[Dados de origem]
<<<<
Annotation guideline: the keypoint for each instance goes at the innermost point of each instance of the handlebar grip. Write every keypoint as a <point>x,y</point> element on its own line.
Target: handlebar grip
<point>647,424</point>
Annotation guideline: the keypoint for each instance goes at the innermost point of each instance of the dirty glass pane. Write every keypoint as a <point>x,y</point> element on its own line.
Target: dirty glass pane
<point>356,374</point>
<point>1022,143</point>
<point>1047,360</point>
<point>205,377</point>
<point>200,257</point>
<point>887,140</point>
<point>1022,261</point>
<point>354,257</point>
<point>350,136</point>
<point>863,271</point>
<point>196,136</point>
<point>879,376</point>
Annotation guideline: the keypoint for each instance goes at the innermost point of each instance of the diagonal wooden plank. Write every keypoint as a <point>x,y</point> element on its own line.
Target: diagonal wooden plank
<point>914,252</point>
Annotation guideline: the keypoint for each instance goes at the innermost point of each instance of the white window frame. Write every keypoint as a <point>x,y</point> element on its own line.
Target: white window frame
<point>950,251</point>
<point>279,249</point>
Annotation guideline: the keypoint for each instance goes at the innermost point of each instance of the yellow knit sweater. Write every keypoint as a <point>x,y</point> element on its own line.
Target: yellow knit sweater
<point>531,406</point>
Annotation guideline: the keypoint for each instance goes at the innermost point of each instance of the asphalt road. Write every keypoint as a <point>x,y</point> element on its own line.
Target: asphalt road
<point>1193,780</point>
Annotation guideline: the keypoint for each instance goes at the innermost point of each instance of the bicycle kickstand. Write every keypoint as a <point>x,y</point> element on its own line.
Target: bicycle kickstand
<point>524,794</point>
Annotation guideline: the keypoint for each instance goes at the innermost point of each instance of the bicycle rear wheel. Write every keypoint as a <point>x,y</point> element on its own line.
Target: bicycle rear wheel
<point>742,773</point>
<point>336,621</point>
>>>>
● Enunciado da tarefa
Troque "dirty" por "clean" nas linhas que começam na primeira linha e terminam na linha que contém "<point>879,376</point>", ambas incluídas. Reproduza somente essas linhas, sem mudar mais nada.

● Resultado da tarefa
Annotation guideline: the keypoint for each instance goes at the innermost point of each instance of the handlebar grip. Write every keypoint as a <point>x,y</point> element on its own line.
Target: handlebar grip
<point>647,424</point>
Annotation guideline: the keypoint for each instance goes at the innermost point of each instance of the clean glass pane. Write every keypoint as a <point>x,y</point> element on its own line.
Target: clean glass pane
<point>356,374</point>
<point>1022,143</point>
<point>1047,360</point>
<point>205,377</point>
<point>200,257</point>
<point>887,140</point>
<point>1022,261</point>
<point>354,257</point>
<point>350,136</point>
<point>863,271</point>
<point>196,136</point>
<point>879,376</point>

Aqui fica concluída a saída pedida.